=== Problems ===
1/ Repeat the passage of the "Johnny Baseball" theater review starting at "Monday, July 12, 2010" and ending at "in its effort.".
2/ Write the next part of the post about the "Johnny Baseball" musical, picking up right after its final sentence.

=== Text segment ===
>>
Showing posts with label baseball. Show all posts
Showing posts with label baseball. Show all posts

Monday, July 12, 2010

'Johnny Baseball' studies Red Sox sins, successes

Saturday afternoon, my muse and I went to the American Repertory Theater in Brattle Square, Cambridge, to see "Johnny Baseball," the ART's attempt to combine Boston baseball with Broadway showtunes ... and a social conscience, too. Based on the entertaining and thought-provoking show that followed, I would say the ART succeeded in its effort.
If you’re a Boston Red Sox fan, chances are you know that the club went a remarkable 86 years between World Series championships -- from 1918 to 2004 -- a dry spell attributed by some to owner Harry Frazee sending Babe Ruth to the New York Yankees in 1920. The lyrics of “Johnny Baseball” ask us whether the Curse was rooted in something more heinous.
<<
Raw records
>>
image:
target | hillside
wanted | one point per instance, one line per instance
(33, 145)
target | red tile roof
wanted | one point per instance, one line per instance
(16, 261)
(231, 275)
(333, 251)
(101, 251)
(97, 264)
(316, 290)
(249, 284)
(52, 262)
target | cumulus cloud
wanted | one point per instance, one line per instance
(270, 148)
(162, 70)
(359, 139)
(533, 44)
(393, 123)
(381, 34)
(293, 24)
<<
>>
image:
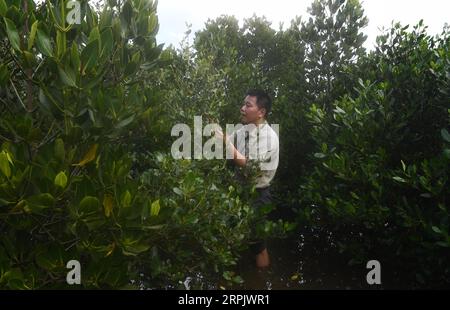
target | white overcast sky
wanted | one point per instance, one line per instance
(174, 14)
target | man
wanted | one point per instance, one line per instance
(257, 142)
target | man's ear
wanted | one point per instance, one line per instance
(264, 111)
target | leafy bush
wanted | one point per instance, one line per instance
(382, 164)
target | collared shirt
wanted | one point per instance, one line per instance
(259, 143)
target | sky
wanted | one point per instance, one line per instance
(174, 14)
<<
=== Answers by task ===
1/
Monday, July 12, 2010

'Johnny Baseball' studies Red Sox sins, successes

Saturday afternoon, my muse and I went to the American Repertory Theater in Brattle Square, Cambridge, to see "Johnny Baseball," the ART's attempt to combine Boston baseball with Broadway showtunes ... and a social conscience, too. Based on the entertaining and thought-provoking show that followed, I would say the ART succeeded in its effort.

2/
The Red Sox were the last major-league team to integrate -- in 1959, over a decade after Jackie Robinson broke the color barrier with the Brooklyn Dodgers. They also passed up chances to integrate in 1945 (when Robinson participated in a dubious tryout for the Sox) and in later years, when future star Willie Mays played on a Boston minor-league team but was not picked up by the big club. This, “Johnny Baseball” argues, and not getting rid of Ruth, is the true source of shame for the Sox.
The play makes its case in the story of its three main characters: Johnny O’Brien, a white fictional Sox pitcher in the late nineteen-teens; Daisy Wyatt, an African-American nightclub singer; and Tim Wyatt O’Brien, their African-American son. All three characters experience the sting of racism in Boston -- most poignantly when Tim, a promising minor-league pitcher, and Mays participate in a sham tryout for the Red Sox … and Johnny shows his frustration at the team’s racism by punching GM Joe Cronin, who subsequently says that Tim will never pitch in the big leagues. This leads Tim to disown his father and place a curse on the Sox.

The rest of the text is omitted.